(EXERCISE SET):
1. List every candidate stage that the Scenario section of the candidate pipeline page below names.
2. Answer each question from the candidate pipeline page below, one line per answer:
(a) What URL is assigned to GH_BASE?
(b) Which environment variable supplies the value stored in MV?
(c) Which two values make up the OUTCOMES list?
3. Carry on the candidate pipeline page below, starting right after its final line of code.

(SELECTED EXCERPT):
■ ■ ■
Candidate Pipeline → Employer Brand Personas

Scenario

Your Greenhouse pipeline has thousands of candidates across sources (LinkedIn, referrals, careers page, agencies) and stages (applied, phone screen, onsite, offer, hired, rejected). Each segment has a distinct experience of your employer brand. You extract candidates grouped by source and stage outcome, build Mavera personas representing each segment, then run Focus Groups to test your employer messaging before publishing it. Flow: Greenhouse GET /candidates → Filter by source/stage → Aggregate traits → Mavera POST /personas → POST /focus-groups → Employer messaging validation

Architecture

Code

import os, requests, time, base64
from collections import defaultdict

GH_KEY = os.environ["GREENHOUSE_API_KEY"]
MV = os.environ["MAVERA_API_KEY"]
GH_BASE = "https://harvest.greenhouse.io/v1"
MV_BASE = "https://app.mavera.io/api/v1"
MV_H = {"Authorization": f"Bearer {MV}", "Content-Type": "application/json"}

gh_auth = base64.b64encode(f"{GH_KEY}:".encode()).decode()
GH_H = {"Authorization": f"Basic {gh_auth}"}

SOURCES = ["LinkedIn", "Referral", "Careers Page"]
OUTCOMES = ["hired", "rejected"]

def gh_get(path, params=None):
    r = requests.get(f"{GH_BASE}{path}", headers=GH_H, params=params or {})
■ ■ ■
(DATA TO EXAMINE):
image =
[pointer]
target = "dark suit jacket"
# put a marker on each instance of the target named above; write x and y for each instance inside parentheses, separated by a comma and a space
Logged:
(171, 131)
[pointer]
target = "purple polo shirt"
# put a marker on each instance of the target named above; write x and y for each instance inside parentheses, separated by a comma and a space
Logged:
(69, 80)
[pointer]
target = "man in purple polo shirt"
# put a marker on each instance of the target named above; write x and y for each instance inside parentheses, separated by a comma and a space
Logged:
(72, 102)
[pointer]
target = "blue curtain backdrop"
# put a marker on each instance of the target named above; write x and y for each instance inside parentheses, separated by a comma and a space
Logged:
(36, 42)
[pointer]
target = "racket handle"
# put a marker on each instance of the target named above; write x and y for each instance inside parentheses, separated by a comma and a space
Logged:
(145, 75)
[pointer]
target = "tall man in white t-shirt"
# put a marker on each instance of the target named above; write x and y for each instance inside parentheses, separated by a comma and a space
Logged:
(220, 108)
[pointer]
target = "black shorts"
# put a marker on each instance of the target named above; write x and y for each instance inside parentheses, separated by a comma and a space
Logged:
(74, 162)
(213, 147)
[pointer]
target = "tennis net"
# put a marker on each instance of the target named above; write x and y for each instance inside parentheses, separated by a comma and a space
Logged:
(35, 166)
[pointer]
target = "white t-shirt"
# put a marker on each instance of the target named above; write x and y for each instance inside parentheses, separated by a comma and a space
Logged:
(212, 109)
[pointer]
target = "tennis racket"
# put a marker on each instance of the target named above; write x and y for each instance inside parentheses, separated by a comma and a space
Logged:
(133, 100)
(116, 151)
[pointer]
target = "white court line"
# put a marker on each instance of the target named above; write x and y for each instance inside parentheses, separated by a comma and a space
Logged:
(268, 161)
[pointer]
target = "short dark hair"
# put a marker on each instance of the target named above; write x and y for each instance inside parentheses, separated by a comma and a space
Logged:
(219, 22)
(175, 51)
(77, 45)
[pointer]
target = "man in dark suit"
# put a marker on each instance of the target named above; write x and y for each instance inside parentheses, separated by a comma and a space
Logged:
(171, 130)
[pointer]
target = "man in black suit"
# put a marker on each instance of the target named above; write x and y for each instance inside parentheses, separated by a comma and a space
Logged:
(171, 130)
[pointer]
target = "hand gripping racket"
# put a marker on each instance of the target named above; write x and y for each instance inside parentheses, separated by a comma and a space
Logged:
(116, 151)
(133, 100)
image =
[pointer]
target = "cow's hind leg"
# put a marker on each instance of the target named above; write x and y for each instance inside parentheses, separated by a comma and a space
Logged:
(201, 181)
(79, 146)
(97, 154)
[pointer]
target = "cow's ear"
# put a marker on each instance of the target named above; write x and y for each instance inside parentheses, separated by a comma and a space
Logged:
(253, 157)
■ ■ ■
(RESPONSES TO THE EXERCISE):
1. applied, phone screen, onsite, offer, hired, rejected

2.
(a) https://harvest.greenhouse.io/v1
(b) MAVERA_API_KEY
(c) "hired" and "rejected"

3.
    if r.status_code == 429:
        time.sleep(10)
        return gh_get(path, params)
    r.raise_for_status()
    return r.json()

# 1. Pull candidates and their applications
candidates = []
page = 1
while len(candidates) < 500:
    batch = gh_get("/candidates", {"per_page": 100, "page": page})
    if not batch:
        break
    candidates.extend(batch)
    page += 1

# 2. Group by source × outcome
segments = defaultdict(list)
for c in candidates:
    for app in c.get("applications", []):
        source_name = (app.get("source", {}) or {}).get("public_name", "Unknown")
        status = app.get("status", "active")
        if source_name in SOURCES and status in OUTCOMES:
            segments[(source_name, status)].append({
                "name": f"{c.get('first_name','')} {c.get('last_name','')}",
                "title": c.get("title", ""),
                "company": c.get("company", ""),
                "application_count": len(c.get("applications", [])),
            })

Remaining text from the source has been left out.